--- Page text Enclosed Below ---
Consumers like Briana Gordley.
As a college student, Briana started off with one of these loans. First one BNPL company, then two, then three. One company told her they were raising her credit limit from $100 to $1,000.
Initially, 18-year-old Briana wasn’t too concerned. As she put it, if the companies “believed in my ability to repay my debt, then I did too.”
With the approval of more and more credit, Briana was juggling $1,500 in loans with different payment dates throughout the month, and her account kept getting overdrawn.
Briana’s story gets to the core of the problem. With little-to-no underwriting, the “Buy Now, Pay Later” companies don’t know if they’re the only ones a consumer has credit with. And without proper term disclosures, a consumer is left in the dark.
For this model to work for consumers, we need real rules companies must follow, and proper disclosures.
Then there are new consumer products that use a so-called “tip model” – structuring themselves to deliberately avoid disclosing their terms, specifically avoiding important disclosures required by the Truth in Lending Act.
Products like cash advances, overdraft coverage, and Earned Wage Advances—that are not offered in conjunction with employers—use a model where consumers are asked to pay a “tip” to the lender, instead of a fee or interest rate to use the products.
Companies claim that because a tip is not presented as a finance charge or interest rate, Truth in Lending and other consumer protection laws, like the Military Lending Act, do not apply.
The tip is just “voluntary,” they say.
But these tips are not voluntary at all.
It’s just a way to cheat the system and hide the true cost to workers.
Employer-based Earned Wage Advances with strong consumer protections can help workers cover unexpected expenses or emergencies – though the better alternative would simply be for the companies to pay their workers enough to live on.
--- End of Enclosed Page text ---
--- Recorded information Enclosed Below ---
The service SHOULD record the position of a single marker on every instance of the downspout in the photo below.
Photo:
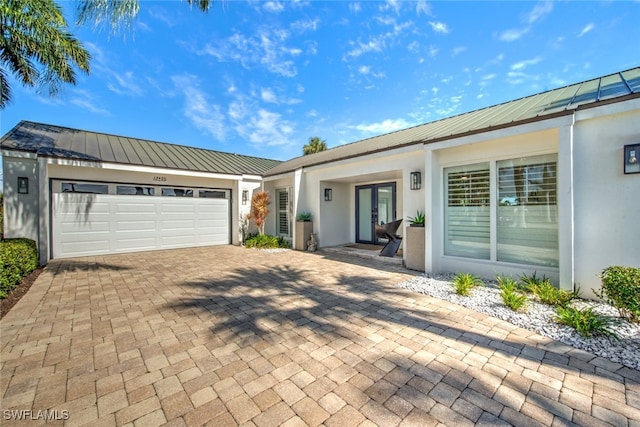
--- End of Enclosed Recorded information ---
▶ Exercise goal: Condense the paragraph of the page text that begins "Products like cash advances" into a short bulleted list that keeps its main facts. The material is separate from the page text and unrelated to it.

▶ Solution for this exercise:
- Applies to cash advances, overdraft coverage, and Earned Wage Advances not offered in conjunction with employers
- Consumers are asked to pay the lender a "tip"
- The tip takes the place of a fee or interest rate for using the products